* Study text:
========================================
The Dream and Reality of Being a Webtoon PD
Where Boyfriend on Demand transcends the typical romantic comedy is in Seo Mirae's profession. A webtoon PD—managing manuscripts between writers and platforms, analyzing reader engagement, and shouldering the responsibility for a title's commercial success—is simultaneously a "dream job" and a "nightmare job" for the MZ generation. Now that Korean webtoons have emerged as a cornerstone IP source for the global content industry, the workload borne by the PDs who keep that industry running on the ground floor is harder to imagine than outsiders might think.
The drama portrays this reality vividly without exaggeration. A writer's KakaoTalk message pinging at 3 a.m., the multitasking of juggling advertiser meetings and reader comment management at the same time, and Mirae powering through it all because she genuinely loves the work—these scenes resonated deeply with people in the content industry. International viewers, too, were fascinated by this insider look at the webtoon world, a fresh discovery for global readers who had consumed Korean webtoons without ever glimpsing the production process behind them.
Mirae's descent into the virtual dating simulation ultimately stems from this very career. Real-world romance demands energy, carries the risk of getting hurt, and takes time. For someone who has already poured every ounce of energy into her job, a flawless virtual relationship can seem like the rational choice. This is precisely why the drama has been called a self-portrait of the dating-fatigue generation. The "N-po generation" (young people who have given up on romance, marriage, and homeownership)—their attempt to fill an emotional void with fantasy, and the eventual realization that fantasy can never replace a real relationship. Boyfriend on Demand tells this story not through sermons, but in the language of romance.
The Temperature of Love, Sung by Doyoung
It was the voice of NCT's Doyoung that completed Boyfriend on Demand's emotional arc in musical form. OST Part 1, "What A Love," is a track that gently envelops Mirae's heart as it wavers between the virtual and the real. Doyoung's signature vocals—soft yet resonant with depth—added texture to the drama's most romantic moments. The most popular track on Spotify among the OST releases, the song drew in listeners who hadn't even watched the drama, establishing itself as the defining musical identity of Boyfriend on Demand.
========================================
* Given data:
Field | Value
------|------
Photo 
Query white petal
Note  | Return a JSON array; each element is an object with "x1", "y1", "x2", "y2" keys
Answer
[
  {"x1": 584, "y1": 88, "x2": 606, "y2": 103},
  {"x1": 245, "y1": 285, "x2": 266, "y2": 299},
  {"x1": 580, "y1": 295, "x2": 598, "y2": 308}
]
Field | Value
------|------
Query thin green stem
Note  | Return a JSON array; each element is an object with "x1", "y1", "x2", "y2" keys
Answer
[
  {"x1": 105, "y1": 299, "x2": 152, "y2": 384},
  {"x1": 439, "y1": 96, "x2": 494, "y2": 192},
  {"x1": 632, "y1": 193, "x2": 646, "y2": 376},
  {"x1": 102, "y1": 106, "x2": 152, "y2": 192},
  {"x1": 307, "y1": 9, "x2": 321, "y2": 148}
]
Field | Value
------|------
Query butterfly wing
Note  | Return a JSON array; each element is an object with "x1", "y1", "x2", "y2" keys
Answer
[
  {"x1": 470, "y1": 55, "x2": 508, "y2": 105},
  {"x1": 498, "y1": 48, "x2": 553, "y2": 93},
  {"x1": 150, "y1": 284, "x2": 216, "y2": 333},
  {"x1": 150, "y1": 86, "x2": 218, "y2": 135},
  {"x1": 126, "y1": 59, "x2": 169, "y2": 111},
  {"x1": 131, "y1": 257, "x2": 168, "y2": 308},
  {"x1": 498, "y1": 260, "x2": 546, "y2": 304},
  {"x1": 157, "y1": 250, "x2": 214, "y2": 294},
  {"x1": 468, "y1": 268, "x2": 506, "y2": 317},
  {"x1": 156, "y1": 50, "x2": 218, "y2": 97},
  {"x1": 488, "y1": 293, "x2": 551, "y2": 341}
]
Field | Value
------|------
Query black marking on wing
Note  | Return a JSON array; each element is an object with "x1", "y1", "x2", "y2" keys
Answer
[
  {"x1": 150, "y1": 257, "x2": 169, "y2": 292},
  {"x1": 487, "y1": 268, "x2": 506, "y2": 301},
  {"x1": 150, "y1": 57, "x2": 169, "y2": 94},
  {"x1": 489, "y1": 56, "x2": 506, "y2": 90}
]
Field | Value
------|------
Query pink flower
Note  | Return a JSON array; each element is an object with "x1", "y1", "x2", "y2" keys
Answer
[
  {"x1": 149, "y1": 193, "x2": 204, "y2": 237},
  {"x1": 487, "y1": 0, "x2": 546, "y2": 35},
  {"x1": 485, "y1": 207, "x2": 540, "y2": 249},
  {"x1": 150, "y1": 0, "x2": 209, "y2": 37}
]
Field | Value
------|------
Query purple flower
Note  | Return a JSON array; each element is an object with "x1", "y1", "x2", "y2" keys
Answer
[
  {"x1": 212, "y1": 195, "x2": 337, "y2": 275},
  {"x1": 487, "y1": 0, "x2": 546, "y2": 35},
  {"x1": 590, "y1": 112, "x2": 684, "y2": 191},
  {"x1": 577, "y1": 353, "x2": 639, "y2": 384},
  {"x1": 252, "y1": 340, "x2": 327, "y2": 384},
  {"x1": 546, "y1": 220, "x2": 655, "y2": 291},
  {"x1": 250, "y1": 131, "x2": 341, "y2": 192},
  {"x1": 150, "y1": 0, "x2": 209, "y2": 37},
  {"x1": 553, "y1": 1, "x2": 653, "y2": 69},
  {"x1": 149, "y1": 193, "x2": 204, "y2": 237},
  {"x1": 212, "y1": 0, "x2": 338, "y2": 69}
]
========================================
* What to produce:
Please pull out, word for word, the part of the Boyfriend on Demand article that opens with the words containing "Mirae's descent into" and closes with "language of romance.".

* Exercise solution:
Mirae's descent into the virtual dating simulation ultimately stems from this very career. Real-world romance demands energy, carries the risk of getting hurt, and takes time. For someone who has already poured every ounce of energy into her job, a flawless virtual relationship can seem like the rational choice. This is precisely why the drama has been called a self-portrait of the dating-fatigue generation. The "N-po generation" (young people who have given up on romance, marriage, and homeownership)—their attempt to fill an emotional void with fantasy, and the eventual realization that fantasy can never replace a real relationship. Boyfriend on Demand tells this story not through sermons, but in the language of romance.